A group of militants planning to attack nuclear facilities in Isfahan was arrested about a month and a half ago, Islamic Revolutionary Guard Corps (IRGC) Ground Force commander Sardar Mohammad Pakpour claimed on Monday in an interview with the Mehr News Agency. The commander may have been referring to a case first announced in July.
Pakpour was discussing recent missile and drone attacks by the IRGC on Kurdish groups in Iraqi Kurdistan, claiming "separatist elements" had established bases and training centers in northern Iraq.
The IRGC commander complained that despite multiple requests by Iran, Iraqi authorities had not acted against the Kurdish groups in northeastern Iraq.
"According to some information that we have, it seems that there is no will to deal with these terrorist elements among the regional authorities," said Pakpour to Mehr.
"About a month and a half ago, the Intelligence Ministry identified and arrested the terrorist group that planned to sabotage Isfahan's nuclear facilities," added Pakpour. "In their confessions, it is stated that the Zionist regime is present in the bases of terrorist groups located in the northern region of Iraq. They select people and take them to Israel and after providing the necessary training, they send trained teams to carry out terrorist activities inside Iran. Therefore, these bases can also be considered the bases of the Zionist regime, because their interest goes to the Zionist regime."
The IRGC commander repeated claims that Kurdish groups were driving unrest in Iran, stating that the IRGC attacked the groups because of this.
According to Pakpour, the IRGC fired missiles and drones as far as 130 kilometers into Iraq.
Past claims of Israeli attempts to attack Isfahan sites
In July, the Iranian Noor News agency claimed that Mossad agents who the Iranian Intelligence Ministry had alleged earlier had been caught in the country had been trying to blow up a "sensitive site" in Isfahan in central Iran.

○ ○ ○ ○ ○ ○ ○

Copy the passage of the report on the IRGC commander's claims from "Pakpour was discussing" to "Pakpour to Mehr." word for word. The items that follow come from a separate source.

○ ○ ○ ○ ○ ○ ○

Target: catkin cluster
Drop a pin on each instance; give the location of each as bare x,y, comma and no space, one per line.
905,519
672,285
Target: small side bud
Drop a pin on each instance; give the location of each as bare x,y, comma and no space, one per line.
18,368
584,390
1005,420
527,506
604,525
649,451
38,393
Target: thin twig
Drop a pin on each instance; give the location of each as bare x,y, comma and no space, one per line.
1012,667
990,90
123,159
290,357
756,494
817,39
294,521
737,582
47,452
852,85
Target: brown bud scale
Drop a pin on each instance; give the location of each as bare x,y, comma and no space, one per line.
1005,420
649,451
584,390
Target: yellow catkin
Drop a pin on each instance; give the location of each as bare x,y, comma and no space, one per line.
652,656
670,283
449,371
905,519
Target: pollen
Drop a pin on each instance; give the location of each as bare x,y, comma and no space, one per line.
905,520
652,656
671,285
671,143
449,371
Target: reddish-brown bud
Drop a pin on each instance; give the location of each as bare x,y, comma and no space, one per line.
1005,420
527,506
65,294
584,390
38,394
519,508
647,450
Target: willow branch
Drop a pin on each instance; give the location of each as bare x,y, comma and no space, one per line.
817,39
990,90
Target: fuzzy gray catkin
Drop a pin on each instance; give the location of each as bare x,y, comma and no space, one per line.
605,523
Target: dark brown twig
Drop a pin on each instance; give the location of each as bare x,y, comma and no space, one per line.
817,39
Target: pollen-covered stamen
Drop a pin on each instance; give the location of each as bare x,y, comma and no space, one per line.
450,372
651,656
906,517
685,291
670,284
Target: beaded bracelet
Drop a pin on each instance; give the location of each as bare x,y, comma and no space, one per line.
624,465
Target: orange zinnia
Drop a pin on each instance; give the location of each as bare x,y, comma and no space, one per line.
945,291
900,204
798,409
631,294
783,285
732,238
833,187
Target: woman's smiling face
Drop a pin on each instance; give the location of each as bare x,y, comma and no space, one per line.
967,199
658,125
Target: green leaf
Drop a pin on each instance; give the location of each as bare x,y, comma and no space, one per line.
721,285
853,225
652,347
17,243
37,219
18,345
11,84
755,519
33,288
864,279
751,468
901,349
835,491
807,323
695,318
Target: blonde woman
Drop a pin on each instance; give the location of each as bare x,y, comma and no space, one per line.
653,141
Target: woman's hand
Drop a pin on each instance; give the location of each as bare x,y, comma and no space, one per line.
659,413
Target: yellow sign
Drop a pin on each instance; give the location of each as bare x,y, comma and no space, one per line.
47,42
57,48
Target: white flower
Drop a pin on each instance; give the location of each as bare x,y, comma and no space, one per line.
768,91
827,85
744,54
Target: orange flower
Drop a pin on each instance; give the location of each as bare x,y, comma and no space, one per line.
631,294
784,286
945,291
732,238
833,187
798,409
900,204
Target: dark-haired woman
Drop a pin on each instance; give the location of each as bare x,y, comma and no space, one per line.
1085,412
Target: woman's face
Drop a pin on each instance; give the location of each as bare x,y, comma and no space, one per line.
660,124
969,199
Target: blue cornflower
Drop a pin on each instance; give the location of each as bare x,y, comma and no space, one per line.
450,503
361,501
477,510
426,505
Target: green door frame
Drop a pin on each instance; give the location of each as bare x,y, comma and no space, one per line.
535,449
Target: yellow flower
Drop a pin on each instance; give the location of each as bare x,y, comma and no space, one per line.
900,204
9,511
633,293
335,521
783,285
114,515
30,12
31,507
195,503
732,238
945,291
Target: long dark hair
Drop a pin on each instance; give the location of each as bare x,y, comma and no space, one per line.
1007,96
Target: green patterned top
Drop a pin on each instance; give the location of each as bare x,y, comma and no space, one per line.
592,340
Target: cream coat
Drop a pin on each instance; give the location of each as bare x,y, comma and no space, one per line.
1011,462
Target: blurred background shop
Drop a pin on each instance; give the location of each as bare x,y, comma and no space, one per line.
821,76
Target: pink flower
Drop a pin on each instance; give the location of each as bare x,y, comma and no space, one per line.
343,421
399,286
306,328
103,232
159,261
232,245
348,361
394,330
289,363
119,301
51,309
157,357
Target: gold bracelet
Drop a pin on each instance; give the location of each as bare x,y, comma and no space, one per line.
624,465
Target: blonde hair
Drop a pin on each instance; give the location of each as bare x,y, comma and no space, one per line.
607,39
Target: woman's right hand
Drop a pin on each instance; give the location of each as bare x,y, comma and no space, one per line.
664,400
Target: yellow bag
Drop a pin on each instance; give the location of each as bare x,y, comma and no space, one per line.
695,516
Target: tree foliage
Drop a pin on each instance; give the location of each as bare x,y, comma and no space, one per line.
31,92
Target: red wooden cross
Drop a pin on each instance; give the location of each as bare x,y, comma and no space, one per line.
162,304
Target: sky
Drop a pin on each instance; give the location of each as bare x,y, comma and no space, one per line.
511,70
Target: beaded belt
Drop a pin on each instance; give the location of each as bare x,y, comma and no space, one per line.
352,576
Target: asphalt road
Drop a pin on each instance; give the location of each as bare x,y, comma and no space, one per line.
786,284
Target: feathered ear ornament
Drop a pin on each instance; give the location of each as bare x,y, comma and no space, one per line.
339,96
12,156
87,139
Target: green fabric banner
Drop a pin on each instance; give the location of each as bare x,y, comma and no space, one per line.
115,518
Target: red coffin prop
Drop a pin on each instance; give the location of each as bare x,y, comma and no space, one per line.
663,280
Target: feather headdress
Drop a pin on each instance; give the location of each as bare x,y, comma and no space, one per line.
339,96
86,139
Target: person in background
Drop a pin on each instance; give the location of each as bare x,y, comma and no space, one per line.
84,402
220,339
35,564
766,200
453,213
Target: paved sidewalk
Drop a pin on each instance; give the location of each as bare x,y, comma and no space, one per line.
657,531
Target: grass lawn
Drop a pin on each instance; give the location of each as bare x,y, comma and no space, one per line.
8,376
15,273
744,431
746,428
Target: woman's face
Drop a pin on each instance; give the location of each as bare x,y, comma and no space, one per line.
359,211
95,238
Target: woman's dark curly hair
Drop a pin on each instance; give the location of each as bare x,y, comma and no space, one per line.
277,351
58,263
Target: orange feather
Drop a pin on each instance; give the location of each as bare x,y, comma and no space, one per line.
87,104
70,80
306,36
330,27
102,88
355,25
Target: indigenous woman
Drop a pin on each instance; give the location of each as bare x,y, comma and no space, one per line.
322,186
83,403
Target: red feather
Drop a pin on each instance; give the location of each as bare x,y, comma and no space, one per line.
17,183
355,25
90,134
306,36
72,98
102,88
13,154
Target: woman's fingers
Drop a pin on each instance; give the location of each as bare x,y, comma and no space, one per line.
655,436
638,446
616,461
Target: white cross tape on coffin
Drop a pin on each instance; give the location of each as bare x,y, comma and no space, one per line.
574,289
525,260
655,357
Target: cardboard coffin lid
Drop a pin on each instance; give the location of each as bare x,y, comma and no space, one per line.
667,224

○ ○ ○ ○ ○ ○ ○

_FINAL ANSWER_
Pakpour was discussing recent missile and drone attacks by the IRGC on Kurdish groups in Iraqi Kurdistan, claiming "separatist elements" had established bases and training centers in northern Iraq.
The IRGC commander complained that despite multiple requests by Iran, Iraqi authorities had not acted against the Kurdish groups in northeastern Iraq.
"According to some information that we have, it seems that there is no will to deal with these terrorist elements among the regional authorities," said Pakpour to Mehr.